* Start Recorded information *

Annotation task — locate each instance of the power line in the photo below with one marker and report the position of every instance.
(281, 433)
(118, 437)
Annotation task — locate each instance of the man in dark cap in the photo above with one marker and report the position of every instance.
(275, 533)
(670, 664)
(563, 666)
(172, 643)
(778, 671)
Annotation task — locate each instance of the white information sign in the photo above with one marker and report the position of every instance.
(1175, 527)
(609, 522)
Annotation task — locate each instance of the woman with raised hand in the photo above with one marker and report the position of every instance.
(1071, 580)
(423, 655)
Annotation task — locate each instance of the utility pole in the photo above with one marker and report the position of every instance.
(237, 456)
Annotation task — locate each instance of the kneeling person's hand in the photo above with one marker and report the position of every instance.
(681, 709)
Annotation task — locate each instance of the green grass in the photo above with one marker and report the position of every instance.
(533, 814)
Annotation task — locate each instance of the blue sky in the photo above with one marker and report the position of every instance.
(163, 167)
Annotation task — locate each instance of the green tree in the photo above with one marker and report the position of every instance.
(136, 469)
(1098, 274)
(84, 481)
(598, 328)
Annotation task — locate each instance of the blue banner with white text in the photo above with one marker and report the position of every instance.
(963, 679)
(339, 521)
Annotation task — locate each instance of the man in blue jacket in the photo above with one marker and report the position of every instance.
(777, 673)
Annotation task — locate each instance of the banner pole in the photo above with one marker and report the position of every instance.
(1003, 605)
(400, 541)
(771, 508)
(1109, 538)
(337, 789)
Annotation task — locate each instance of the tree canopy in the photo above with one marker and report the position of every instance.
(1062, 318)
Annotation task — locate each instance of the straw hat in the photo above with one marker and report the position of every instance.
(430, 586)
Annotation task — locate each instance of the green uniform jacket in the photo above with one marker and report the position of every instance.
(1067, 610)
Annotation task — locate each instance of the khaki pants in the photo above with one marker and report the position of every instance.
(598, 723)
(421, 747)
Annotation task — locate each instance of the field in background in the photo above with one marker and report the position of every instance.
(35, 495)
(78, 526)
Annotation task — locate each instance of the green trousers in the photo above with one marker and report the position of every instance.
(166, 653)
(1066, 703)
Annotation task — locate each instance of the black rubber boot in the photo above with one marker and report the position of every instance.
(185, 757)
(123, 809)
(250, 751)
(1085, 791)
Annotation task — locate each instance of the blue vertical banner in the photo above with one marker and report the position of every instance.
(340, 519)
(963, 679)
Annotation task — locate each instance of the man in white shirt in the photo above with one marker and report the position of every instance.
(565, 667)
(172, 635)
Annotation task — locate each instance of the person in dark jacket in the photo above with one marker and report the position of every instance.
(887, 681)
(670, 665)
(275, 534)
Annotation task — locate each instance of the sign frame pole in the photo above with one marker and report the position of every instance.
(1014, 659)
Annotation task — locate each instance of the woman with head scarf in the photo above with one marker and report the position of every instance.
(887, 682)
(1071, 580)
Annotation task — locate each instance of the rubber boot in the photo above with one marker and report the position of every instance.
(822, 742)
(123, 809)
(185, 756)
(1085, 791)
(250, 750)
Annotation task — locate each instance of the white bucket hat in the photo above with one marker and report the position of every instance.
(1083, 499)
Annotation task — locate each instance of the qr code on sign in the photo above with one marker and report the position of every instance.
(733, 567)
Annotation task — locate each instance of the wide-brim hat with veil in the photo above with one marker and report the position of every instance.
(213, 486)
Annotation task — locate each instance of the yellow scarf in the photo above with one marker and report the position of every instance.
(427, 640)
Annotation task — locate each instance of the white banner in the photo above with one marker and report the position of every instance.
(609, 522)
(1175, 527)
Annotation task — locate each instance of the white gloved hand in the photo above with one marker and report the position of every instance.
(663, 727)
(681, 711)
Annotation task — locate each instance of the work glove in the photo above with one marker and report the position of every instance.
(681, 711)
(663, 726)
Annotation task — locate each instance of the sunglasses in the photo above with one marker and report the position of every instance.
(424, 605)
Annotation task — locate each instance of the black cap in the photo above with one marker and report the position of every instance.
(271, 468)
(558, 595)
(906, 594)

* End Recorded information *

Set task: Rewrite the material above with "marker" changed to "dot" everywhere it occurs and all other text left unchanged.

Complete answer:
Annotation task — locate each instance of the power line in the photo below with one dot and report the position of every instance.
(281, 433)
(118, 437)
Annotation task — locate each instance of the man in dark cap in the photo above with one dot and report the position of every instance.
(275, 533)
(670, 664)
(563, 666)
(172, 643)
(778, 671)
Annotation task — locate each instance of the white information sign in the photo above with one dot and report the position of every instance.
(1175, 527)
(609, 522)
Annotation task — locate each instance of the woman with raised hand in the photo above with one dot and report the position of every instance.
(1071, 580)
(423, 655)
Annotation task — locate each instance of the utility pole in the photo above with one dot and report the position of every instance.
(237, 456)
Annotation task — locate each instance of the kneeling person's hand in the photo above with one dot and report the position of every instance.
(681, 709)
Annotation task — locate each instance of the green grass in the photo above with one dot and report the position of every instance.
(533, 814)
Annotation task — locate each instance of the blue sky in the photo above with one dot and report the position of every instance.
(163, 167)
Annotation task — locate each instance of the green tree in the photo above with one dot and report the position of every instance.
(136, 469)
(1098, 274)
(84, 481)
(598, 328)
Annotation task — locate each instance of the blue banner with white text in the photo above with one dot and report the position of every instance.
(963, 679)
(339, 521)
Annotation task — locate each instance of the man in blue jacket in the photo above with one dot and report the position of every instance.
(777, 673)
Annotation task — locate each instance of the banner pole in the photo above with one dot and report the position of every instance.
(1003, 605)
(400, 541)
(771, 508)
(1109, 538)
(337, 789)
Annotation task — locate each instance of the tree canopy in the photo above with one dot and report the position of every instance.
(1062, 318)
Annotation task — locate each instance of the straw hat in the photo above with one dot and report the position of every instance.
(430, 586)
Annotation task — locate each instance of the green uniform jacket in the photo above with one dot and report the position of every instance.
(1067, 610)
Annotation task — locate each instance of the khaki pants in the photo above with one dot and report the position of every instance.
(598, 723)
(421, 747)
Annotation task — locate each instance of the field in background in the photo above with one dot and report the position of every instance.
(35, 495)
(78, 526)
Annotation task — locate each instance of the green trousers in the photo above with one dot and report the position of every instance.
(166, 653)
(1066, 703)
Annotation task — locate each instance of the black rubber boot in the photo above with one dot and report the position of every instance.
(185, 757)
(123, 809)
(250, 751)
(1085, 791)
Annotation task — locate each instance of the blue vertical banner in the photo above with one dot and report the position of every instance.
(340, 519)
(963, 679)
Annotation task — locate each instance of the man in white shirt in the photo above with one dot and report the position of every instance.
(565, 667)
(172, 635)
Annotation task — locate each instance of the person in dark jacket in the photo above with one dot and report the position of every instance.
(887, 681)
(670, 665)
(275, 534)
Annotation task — locate each instance of the sign frame pole in the photo above with one dot and report the position of every instance.
(1014, 659)
Annotation task — locate each instance of the woman with head scarf in the photo above with one dot and report the position of every instance.
(887, 682)
(1071, 580)
Annotation task — locate each instance of the rubber boot in the photo above with one dot and report the position of every instance.
(822, 742)
(123, 809)
(185, 756)
(1085, 791)
(250, 750)
Annotation task — locate each instance of the white bucket hat in the photo above with one dot and report the position of every instance.
(1083, 499)
Annotation task — locate each instance of the qr code on sign in the photo above with one dot and report the position of every instance.
(733, 567)
Annotation task — locate each instance of the wide-brim hat with veil in the photo above with one dot and report the position of every instance.
(213, 486)
Annotation task — locate each instance of the yellow scarf in the photo above with one dot and report the position of every instance.
(427, 640)
Annotation task — locate each instance of the white banner in the photo above with one dot and report the position of every instance.
(609, 522)
(1175, 527)
Annotation task — locate each instance of the white gloved hand in the photo above with one dot and report the position of every instance.
(663, 727)
(681, 711)
Annotation task — locate each instance of the work glove in the photo above with one dot and report the position of every instance.
(681, 711)
(663, 726)
Annotation task — locate each instance of the sunglasses in the photo above with one dot and report the position of every instance.
(424, 605)
Annotation task — locate each instance of the black cap in the photo above with one dot and report the position of every instance.
(271, 468)
(558, 595)
(906, 594)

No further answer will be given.